Text excerpt ::
In 1962, uncontrollable laughter broke out at a girls' school in Tanzania — spread to villages across 100 miles, shut down 14 schools, and afflicted 1,000 people for 18 months.
On January 30, 1962, three girls at a missionary boarding school in Kashasha, Tanganyika (now Tanzania) began laughing uncontrollably. The laughter spread. Within weeks, 95 of the school's 159 pupils were affected, with symptoms lasting anywhere from a few hours to sixteen days. The school was forced to close. Teachers were unaffected — only students caught it.
When the school closed and the girls went home, they brought the epidemic with them. Laughter outbreaks spread to the village of Nshamba, 55 miles away, affecting 217 people over 34 days. Then it hit another girls' school, then another village. In total, 14 schools were shut down and over 1,000 people were afflicted across a 100-mile radius over 18 months.

Collected data ::
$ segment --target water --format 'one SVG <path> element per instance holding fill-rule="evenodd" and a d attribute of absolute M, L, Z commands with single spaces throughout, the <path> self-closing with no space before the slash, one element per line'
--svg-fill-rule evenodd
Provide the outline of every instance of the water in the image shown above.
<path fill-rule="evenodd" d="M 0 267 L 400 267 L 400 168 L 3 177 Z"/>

Problems to work on ::
(a) Check statements (i), (ii) and (iii) against the text about the 1962 laughter epidemic. For each, answer yes or no and quote the words of the text that decide it.
(i) Teachers at the school in Kashasha were affected along with the students.
(ii) The outbreak in Nshamba affected 217 people over 34 days.
(iii) The laughter at the boarding school began with three girls.
(b) Reproduce word for word the part of the text about the 1962 laughter epidemic starting at "In 1962, uncontrollable" and ending at "over 18 months.".
(c) Summarize the text about the 1962 laughter epidemic in two sentences.

Written responses ::
(a)
(i) No: "Teachers were unaffected — only students caught it."
(ii) Yes: "Laughter outbreaks spread to the village of Nshamba, 55 miles away, affecting 217 people over 34 days."
(iii) Yes: "three girls at a missionary boarding school in Kashasha, Tanganyika (now Tanzania) began laughing uncontrollably."

(b)
In 1962, uncontrollable laughter broke out at a girls' school in Tanzania — spread to villages across 100 miles, shut down 14 schools, and afflicted 1,000 people for 18 months.
On January 30, 1962, three girls at a missionary boarding school in Kashasha, Tanganyika (now Tanzania) began laughing uncontrollably. The laughter spread. Within weeks, 95 of the school's 159 pupils were affected, with symptoms lasting anywhere from a few hours to sixteen days. The school was forced to close. Teachers were unaffected — only students caught it.
When the school closed and the girls went home, they brought the epidemic with them. Laughter outbreaks spread to the village of Nshamba, 55 miles away, affecting 217 people over 34 days. Then it hit another girls' school, then another village. In total, 14 schools were shut down and over 1,000 people were afflicted across a 100-mile radius over 18 months.

(c) On January 30, 1962, three girls at a missionary boarding school in Kashasha, Tanganyika, began laughing uncontrollably, and within weeks 95 of the 159 pupils were affected, forcing the school to close. When the girls went home, the outbreaks spread to villages and other schools, shutting down 14 schools and afflicting over 1,000 people across a 100-mile radius over 18 months.